Estratto:

È una lotta di cuscini al rallenty virata seppia, con le piume che sembrano non cadere mai. È una polaroid sgranata di un sorriso antico, ma ancora bianchissimo. È la colonna sonora del bacio all'Hotel de Ville di Robert Doisneau, ed è una sbornia, di quelle che non prendevi da anni perché le persone con cui volevi condividerla sono tornate solo oggi, e non per restare.

La sensazione non è soltanto di trovarsi di fronte a un disco importante, ma di stare assistendo al materializzarsi di un intimo miracolo: è già lampante dopo pochi secondi di Piccoli Trascurabili Errori, più che un’intro una promessa, un’entrata in scena di ticchettii dolci e archi soavi che pare un’alba ritagliata.

Materiale fornito:
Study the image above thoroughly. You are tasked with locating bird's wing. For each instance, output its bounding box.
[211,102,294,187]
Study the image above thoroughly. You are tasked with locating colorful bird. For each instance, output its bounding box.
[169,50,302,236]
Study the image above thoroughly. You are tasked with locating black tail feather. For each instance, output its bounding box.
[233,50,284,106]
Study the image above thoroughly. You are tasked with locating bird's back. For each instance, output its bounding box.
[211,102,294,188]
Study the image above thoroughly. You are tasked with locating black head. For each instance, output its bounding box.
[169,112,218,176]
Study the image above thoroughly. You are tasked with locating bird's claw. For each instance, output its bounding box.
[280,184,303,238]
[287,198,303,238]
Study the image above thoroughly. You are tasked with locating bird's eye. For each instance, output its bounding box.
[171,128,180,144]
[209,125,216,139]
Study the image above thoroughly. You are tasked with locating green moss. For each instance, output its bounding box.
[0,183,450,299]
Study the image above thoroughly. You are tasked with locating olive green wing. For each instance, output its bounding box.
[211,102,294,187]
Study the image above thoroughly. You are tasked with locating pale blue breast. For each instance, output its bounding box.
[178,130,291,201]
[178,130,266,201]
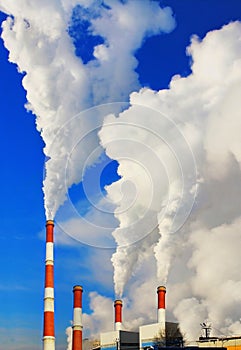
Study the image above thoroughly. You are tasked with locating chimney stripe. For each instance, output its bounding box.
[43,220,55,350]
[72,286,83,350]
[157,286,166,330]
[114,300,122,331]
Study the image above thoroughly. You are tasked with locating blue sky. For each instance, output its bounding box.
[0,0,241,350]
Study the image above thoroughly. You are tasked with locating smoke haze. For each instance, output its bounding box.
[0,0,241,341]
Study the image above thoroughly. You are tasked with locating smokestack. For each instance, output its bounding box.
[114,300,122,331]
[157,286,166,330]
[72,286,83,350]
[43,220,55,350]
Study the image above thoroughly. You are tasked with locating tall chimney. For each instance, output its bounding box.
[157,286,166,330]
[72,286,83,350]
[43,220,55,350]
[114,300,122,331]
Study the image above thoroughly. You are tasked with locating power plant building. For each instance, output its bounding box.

Lavoro da svolgere:
- 1) Stabilisci se le affermazioni (a), (b) e (c) concordano con l'estratto sul disco. Per ciascuna rispondi sì o no e cita tra virgolette le parole dell'estratto che lo dimostrano.
(a) L'estratto cita il bacio all'Hotel de Ville di Robert Doisneau.
(b) Le persone con cui si voleva condividere la sbornia sono tornate per restare.
(c) Piccoli Trascurabili Errori viene descritta come qualcosa di più di un'intro.
- 2) Prosegui l'estratto sul disco con un nuovo paragrafo che venga dopo l'ultima frase.
Le voci non servono per svolgere il lavoro.

Risposte ai compiti:
- 1)
(a) Sì: "È la colonna sonora del bacio all'Hotel de Ville di Robert Doisneau".
(b) No: "sono tornate solo oggi, e non per restare".
(c) Sì: "più che un’intro una promessa".

- 2)
“…e ti proteggerò dal jazz” è il secondo album dei Verlaine, orchestrina scalcinata ad assetto variabile, di cui vi avevamo già parlato tre anni orsono, ai tempi di Rivoluzioni A Pochissimi Passi Dal Centro, esordio promettente ma non integralmente mantenuto, tuttavia fresco e godibile anche alle prese con la prova del tempo. Torinesi, di nascita o d’adozione, i Verlaine hanno potuto nuovamente contare sulla produzione puntuale, riconoscibile, ma mai invasiva, di Gigi Giancursi e Cristiano Lo Mele dei Perturbazione. Il resto del merito è tutto loro: il balzo in avanti rispetto all’esordio è un’acrobazia sontuosa tra le stelle, perché questo disco possiede una bellezza imbarazzante difficile da raccontare, un’ambizione involontaria propria di chi ha talento puro, uno slancio di poesia semplice circondata di grazia innata e non richiesta.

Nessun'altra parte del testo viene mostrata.